[MATERIAL FOR THIS TASK — start]
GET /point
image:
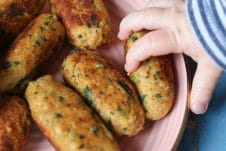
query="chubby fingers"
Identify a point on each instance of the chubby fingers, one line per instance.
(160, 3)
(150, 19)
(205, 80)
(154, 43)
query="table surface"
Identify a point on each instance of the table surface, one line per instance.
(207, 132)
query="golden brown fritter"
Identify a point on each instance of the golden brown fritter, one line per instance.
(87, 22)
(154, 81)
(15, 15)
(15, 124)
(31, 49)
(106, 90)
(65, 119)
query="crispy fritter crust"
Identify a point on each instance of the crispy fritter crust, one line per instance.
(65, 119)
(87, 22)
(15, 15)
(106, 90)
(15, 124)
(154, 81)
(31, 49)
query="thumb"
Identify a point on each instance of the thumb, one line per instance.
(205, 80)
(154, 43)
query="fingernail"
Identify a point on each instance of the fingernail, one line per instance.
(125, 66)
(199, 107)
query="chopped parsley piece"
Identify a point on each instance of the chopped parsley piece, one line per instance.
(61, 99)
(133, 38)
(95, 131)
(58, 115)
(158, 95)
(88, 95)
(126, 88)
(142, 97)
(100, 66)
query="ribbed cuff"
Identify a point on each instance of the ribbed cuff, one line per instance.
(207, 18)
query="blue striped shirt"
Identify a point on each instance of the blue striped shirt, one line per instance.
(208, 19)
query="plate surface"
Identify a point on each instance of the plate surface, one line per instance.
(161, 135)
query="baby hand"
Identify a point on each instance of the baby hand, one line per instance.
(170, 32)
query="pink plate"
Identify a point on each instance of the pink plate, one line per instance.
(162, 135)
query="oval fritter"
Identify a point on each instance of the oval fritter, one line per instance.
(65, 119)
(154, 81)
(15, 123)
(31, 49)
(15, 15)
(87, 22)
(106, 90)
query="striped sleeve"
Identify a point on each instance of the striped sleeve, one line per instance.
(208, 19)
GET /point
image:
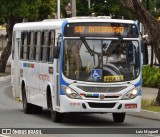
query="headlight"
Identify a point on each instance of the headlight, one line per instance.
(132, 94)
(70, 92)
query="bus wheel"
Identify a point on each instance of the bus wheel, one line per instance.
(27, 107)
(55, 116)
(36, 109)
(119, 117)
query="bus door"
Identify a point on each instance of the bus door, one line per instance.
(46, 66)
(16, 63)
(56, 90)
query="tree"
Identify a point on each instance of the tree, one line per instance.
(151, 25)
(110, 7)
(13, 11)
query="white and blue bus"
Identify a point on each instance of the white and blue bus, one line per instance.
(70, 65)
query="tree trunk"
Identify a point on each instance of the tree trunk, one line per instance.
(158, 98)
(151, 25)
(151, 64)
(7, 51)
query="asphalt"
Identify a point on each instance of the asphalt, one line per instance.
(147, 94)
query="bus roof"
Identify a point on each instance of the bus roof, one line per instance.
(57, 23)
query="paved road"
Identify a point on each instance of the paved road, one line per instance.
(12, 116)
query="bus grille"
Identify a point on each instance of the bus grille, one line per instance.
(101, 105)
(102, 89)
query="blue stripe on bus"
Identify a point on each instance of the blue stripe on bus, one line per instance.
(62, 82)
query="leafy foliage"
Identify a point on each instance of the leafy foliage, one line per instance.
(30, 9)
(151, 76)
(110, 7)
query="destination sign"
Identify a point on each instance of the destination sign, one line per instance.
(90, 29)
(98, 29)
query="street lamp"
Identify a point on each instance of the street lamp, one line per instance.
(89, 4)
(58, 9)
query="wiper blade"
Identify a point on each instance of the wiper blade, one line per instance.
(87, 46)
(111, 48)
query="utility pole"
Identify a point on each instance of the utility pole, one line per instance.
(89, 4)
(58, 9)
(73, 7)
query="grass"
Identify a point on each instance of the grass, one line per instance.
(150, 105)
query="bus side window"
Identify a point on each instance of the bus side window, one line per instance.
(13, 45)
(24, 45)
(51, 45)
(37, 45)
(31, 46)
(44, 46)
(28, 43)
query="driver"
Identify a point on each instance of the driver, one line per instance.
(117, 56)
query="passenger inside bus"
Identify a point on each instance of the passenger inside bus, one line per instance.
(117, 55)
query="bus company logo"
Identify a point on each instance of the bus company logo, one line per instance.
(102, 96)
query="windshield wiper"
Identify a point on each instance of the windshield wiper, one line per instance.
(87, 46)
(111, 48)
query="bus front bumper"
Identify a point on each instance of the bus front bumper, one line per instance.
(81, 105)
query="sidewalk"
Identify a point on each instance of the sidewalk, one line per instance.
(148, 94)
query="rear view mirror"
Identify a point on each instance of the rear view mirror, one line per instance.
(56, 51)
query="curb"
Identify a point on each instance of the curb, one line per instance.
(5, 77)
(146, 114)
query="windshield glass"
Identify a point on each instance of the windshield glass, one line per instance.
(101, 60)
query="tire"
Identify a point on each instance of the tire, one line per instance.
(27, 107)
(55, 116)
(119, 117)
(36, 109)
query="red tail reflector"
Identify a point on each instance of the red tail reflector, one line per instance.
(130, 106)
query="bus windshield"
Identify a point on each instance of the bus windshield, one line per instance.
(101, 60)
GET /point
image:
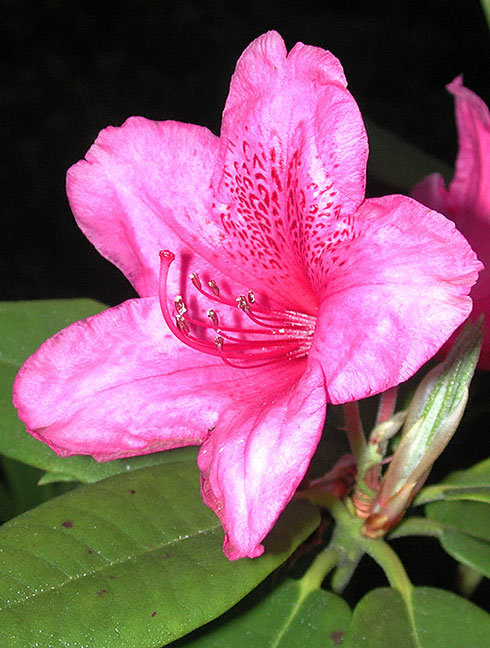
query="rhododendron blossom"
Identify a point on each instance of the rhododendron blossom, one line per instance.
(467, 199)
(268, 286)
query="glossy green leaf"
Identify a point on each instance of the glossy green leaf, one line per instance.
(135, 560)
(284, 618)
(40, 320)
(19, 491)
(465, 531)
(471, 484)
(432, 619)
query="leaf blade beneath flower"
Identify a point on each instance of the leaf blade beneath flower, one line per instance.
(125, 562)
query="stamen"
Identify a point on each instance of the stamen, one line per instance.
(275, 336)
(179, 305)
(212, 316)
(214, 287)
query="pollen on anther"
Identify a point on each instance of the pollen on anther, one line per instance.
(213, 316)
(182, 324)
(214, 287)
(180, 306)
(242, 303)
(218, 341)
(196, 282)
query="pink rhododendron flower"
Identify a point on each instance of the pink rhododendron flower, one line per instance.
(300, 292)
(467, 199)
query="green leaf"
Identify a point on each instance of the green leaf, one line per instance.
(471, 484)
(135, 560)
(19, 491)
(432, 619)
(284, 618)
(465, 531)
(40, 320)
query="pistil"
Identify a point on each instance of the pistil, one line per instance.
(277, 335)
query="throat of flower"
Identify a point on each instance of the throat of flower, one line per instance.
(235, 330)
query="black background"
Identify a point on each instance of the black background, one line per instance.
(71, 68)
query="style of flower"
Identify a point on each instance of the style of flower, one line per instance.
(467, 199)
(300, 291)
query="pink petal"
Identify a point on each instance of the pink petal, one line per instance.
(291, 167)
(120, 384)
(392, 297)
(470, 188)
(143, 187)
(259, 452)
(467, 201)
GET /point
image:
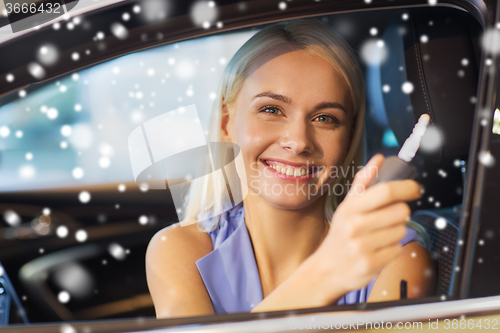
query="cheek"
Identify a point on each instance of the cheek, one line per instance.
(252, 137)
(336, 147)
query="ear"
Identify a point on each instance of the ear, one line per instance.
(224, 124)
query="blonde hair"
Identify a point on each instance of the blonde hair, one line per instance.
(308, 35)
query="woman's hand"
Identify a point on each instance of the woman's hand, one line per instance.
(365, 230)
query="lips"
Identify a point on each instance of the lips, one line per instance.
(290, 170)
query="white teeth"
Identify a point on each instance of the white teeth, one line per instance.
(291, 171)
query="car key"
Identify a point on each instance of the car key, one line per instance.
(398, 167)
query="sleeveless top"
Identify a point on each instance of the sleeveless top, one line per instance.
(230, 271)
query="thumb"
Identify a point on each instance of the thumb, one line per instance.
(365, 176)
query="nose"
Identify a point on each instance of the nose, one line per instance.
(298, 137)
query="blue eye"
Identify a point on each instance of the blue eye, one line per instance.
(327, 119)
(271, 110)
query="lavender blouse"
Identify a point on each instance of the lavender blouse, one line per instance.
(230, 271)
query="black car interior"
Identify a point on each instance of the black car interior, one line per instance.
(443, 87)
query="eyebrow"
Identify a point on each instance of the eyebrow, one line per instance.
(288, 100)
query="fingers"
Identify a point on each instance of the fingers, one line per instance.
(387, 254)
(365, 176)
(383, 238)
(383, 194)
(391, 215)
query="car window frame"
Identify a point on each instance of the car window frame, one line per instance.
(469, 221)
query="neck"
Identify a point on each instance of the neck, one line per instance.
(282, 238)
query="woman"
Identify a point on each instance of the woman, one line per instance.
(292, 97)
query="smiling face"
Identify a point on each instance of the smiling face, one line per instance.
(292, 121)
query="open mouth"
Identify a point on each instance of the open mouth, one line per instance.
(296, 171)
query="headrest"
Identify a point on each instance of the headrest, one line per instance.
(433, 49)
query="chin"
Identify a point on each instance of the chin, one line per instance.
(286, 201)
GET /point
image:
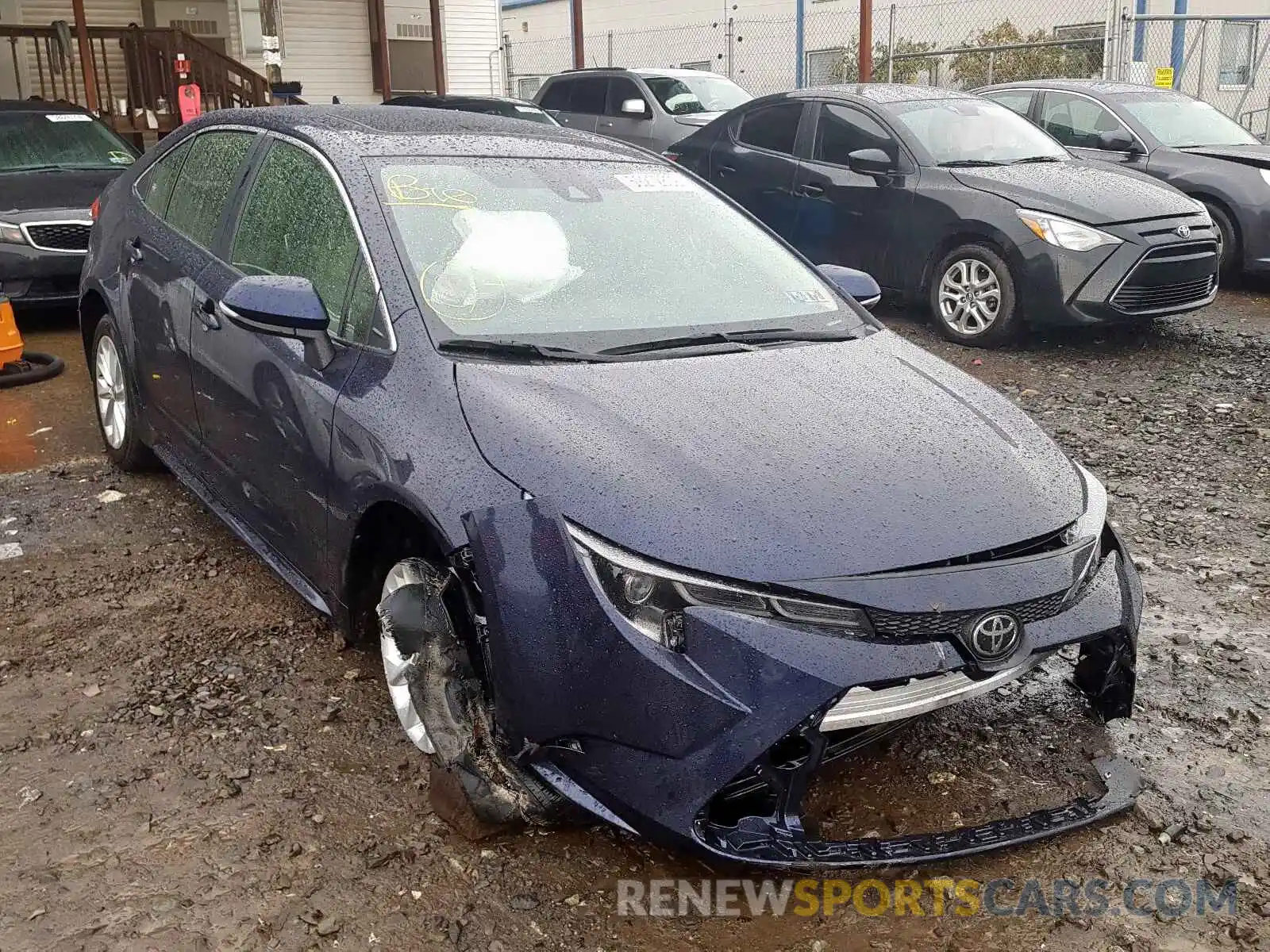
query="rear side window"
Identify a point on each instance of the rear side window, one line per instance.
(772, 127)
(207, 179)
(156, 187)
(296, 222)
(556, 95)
[MATERIAL FOR THIS TASK — finish]
No pictures should appear in the answer, which is to be the lines from the line with "Identify a point on each instance of the neck, one" through the end of the records above, restated exactly.

* **RESULT FOR THIS EXERCISE**:
Identify a point on each instance of the neck, one line per instance.
(282, 238)
query="woman"
Identify a point on each instance of the woman, one line per instance.
(292, 97)
query="smiling face"
Identify a point on each instance of the smiling face, one line per instance.
(292, 121)
query="open mouth"
Identify a point on each instance of the open mouth, one line per instance.
(296, 171)
query="headrest"
Identify a point on each instance of the headrest, one line per instance.
(433, 49)
query="chin"
Identify a point on each instance of the chin, one line per instance.
(286, 201)
GET /point
image:
query="rear side window"
Identify a point on each instance of the rear side window, one line per instance.
(772, 127)
(207, 179)
(156, 187)
(296, 222)
(556, 95)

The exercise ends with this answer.